• _ACTIVITY_
Print the data exactly as it appears, keeping every word.

EXTRACTED RECORDS Block Start

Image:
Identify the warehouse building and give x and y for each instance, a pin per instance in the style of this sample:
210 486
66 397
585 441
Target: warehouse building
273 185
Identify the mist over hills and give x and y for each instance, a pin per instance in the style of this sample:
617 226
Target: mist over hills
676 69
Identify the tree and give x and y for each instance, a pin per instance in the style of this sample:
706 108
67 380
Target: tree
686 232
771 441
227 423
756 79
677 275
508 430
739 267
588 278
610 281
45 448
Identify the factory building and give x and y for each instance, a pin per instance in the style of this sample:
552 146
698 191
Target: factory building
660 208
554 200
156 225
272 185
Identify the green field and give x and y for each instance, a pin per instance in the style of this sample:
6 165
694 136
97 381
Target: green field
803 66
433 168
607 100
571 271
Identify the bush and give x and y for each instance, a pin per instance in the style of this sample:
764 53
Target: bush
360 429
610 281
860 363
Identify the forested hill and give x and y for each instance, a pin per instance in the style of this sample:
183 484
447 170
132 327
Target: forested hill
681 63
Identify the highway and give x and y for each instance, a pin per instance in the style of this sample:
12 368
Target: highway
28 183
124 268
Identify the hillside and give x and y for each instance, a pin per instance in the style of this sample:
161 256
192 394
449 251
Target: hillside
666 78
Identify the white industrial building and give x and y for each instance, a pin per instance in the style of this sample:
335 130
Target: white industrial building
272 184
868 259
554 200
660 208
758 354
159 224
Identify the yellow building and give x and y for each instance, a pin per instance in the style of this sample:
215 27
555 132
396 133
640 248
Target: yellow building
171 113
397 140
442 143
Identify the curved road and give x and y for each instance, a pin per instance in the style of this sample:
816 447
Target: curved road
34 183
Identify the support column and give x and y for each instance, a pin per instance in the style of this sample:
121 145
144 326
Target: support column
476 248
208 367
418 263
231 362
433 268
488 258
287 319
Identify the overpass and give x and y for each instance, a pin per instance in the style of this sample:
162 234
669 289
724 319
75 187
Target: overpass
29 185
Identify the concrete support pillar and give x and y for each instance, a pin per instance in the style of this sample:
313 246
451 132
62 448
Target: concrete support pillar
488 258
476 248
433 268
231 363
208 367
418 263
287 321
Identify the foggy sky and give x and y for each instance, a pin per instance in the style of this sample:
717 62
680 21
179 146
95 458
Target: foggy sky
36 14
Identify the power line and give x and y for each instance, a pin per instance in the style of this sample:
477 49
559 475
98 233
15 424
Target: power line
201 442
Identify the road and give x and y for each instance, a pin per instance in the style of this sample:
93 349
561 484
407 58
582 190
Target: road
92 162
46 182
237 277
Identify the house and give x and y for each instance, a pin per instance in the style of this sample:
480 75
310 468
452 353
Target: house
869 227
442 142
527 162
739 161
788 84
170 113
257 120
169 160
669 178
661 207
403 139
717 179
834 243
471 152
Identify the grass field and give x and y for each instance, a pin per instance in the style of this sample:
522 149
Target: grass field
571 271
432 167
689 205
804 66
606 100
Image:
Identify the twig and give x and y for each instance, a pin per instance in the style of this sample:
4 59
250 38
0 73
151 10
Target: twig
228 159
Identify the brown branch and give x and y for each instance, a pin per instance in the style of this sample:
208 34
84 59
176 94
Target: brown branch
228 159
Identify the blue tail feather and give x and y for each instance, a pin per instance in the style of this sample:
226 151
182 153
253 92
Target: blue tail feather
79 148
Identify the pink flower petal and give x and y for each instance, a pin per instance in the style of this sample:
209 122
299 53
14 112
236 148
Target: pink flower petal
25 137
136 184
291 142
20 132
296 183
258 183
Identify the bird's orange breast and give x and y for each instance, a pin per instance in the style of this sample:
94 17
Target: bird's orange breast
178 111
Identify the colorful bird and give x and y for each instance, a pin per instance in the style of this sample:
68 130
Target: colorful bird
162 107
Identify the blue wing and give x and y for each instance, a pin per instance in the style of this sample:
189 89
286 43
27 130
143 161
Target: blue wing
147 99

EXTRACTED RECORDS Block End

• _RESPONSE FOR THIS EXERCISE_
Image:
Identify the warehouse building and give x and y for each instance, a pin per instance in the style of this sample:
210 486
66 397
585 441
Target: warehouse building
273 185
Identify the mist over hills and give x and y for each instance, a pin per instance in the style of this sample:
617 226
Target: mist over hills
676 69
Identify the tree and give x and y for each instance, a pin per instance in the style of this sample:
706 108
67 380
Target: tree
686 232
771 441
227 423
756 79
677 275
508 430
739 267
588 278
610 281
45 448
Identify the factory building and give x and y for each instance, a pin per instance in the style of this sample:
552 146
698 191
Target: factory building
660 208
554 200
156 225
272 185
Identify the green field and give x and y for each instance, a pin per instance in the style of this sample:
6 165
694 136
97 381
Target: green field
803 66
433 168
607 100
571 271
Identify the bush and give x and y for each instance, a pin per instance in the style of this sample:
764 53
Target: bush
360 429
610 281
860 363
Identify the forested hill and give x and y for each instance, a pin per instance in the style of this sample:
183 484
447 170
132 327
Target: forested hill
681 63
Identify the highway and give x and y for each instance, a pin per instance in the style of this sample:
12 368
Target: highway
28 183
124 268
Identify the hillside and give x and y for each instance, a pin per instance in the style of this sample:
161 256
192 394
449 251
Target: hillside
666 78
Identify the white industrial building and give x and y for each instance, a pin per instance in the style of this sample:
335 130
Target: white industrial building
272 184
868 259
554 200
660 208
758 354
159 224
Identify the yellow building and give x and y for each instance, a pin per instance in the style of this sample:
215 27
555 132
396 133
640 248
Target: yellow building
171 113
397 140
442 143
Identify the curved road and give x and y for each instance, a pin per instance in the style of this sample:
816 447
Target: curved road
34 183
Identify the support column and give x and y for each instance, a pin per instance in the style of this sample:
121 145
144 326
Target: support column
476 248
208 367
418 263
231 362
433 268
488 258
287 319
Identify the overpass and give x and y for each instance, a pin per instance in the style of this sample:
162 234
669 289
724 319
75 187
Target: overpass
29 185
Identify the concrete support pillar and give x and y for each instance, a pin per instance in the style of this sample:
313 246
451 132
62 448
Target: concrete support pillar
488 258
476 248
433 268
231 363
208 367
418 263
287 321
Identify the foggy sky and give x and y for each instance, a pin per instance in the style of this sample:
717 62
680 21
179 146
95 458
Target: foggy sky
36 14
Identify the power line and give x and y for each instance, a pin per instance in the style of this sample:
477 49
559 475
98 233
15 424
Target: power line
201 442
Identify the road and give x and y for each instance, a pin per instance in the style of this sample:
93 349
561 484
407 58
582 190
Target: road
92 162
46 182
237 277
Identify the house and give x and y for each instance, a pin per instance in the style of this sample:
480 75
310 468
452 353
Target: house
869 227
442 142
527 162
739 161
788 84
170 113
257 120
169 160
669 178
661 207
403 139
717 179
834 243
471 152
Identify the grass field and give x and y for each instance, a pin per instance in the style of this sample:
522 149
Target: grass field
571 271
432 167
689 205
804 66
606 100
Image:
Identify the twig and give x and y for each instance, a pin per instance in the style of this sample:
4 59
250 38
0 73
151 10
Target: twig
228 159
Identify the brown branch and give x and y for each instance, a pin per instance in the style of this sample:
208 34
84 59
176 94
Target: brown branch
228 159
Identify the blue tail feather and give x and y for each instance, a pin per instance in the style of this sample:
226 151
182 153
253 92
Target: blue tail feather
79 148
Identify the pink flower petal and give x and y for each instance, a pin per instance in the style of this sample:
209 122
299 53
14 112
236 148
Target: pink flower petal
25 137
136 184
291 142
20 132
296 183
258 183
Identify the bird's orange breast and give x and y for each instance, a pin per instance in the style of this sample:
94 17
Target: bird's orange breast
178 111
Identify the colorful bird and give x and y for each instance, a pin per instance in the style of this sample:
68 130
Target: colorful bird
162 107
Identify the blue wing and give x and y for each instance, a pin per instance in the style of this sample:
189 89
286 43
27 130
143 161
Target: blue wing
147 99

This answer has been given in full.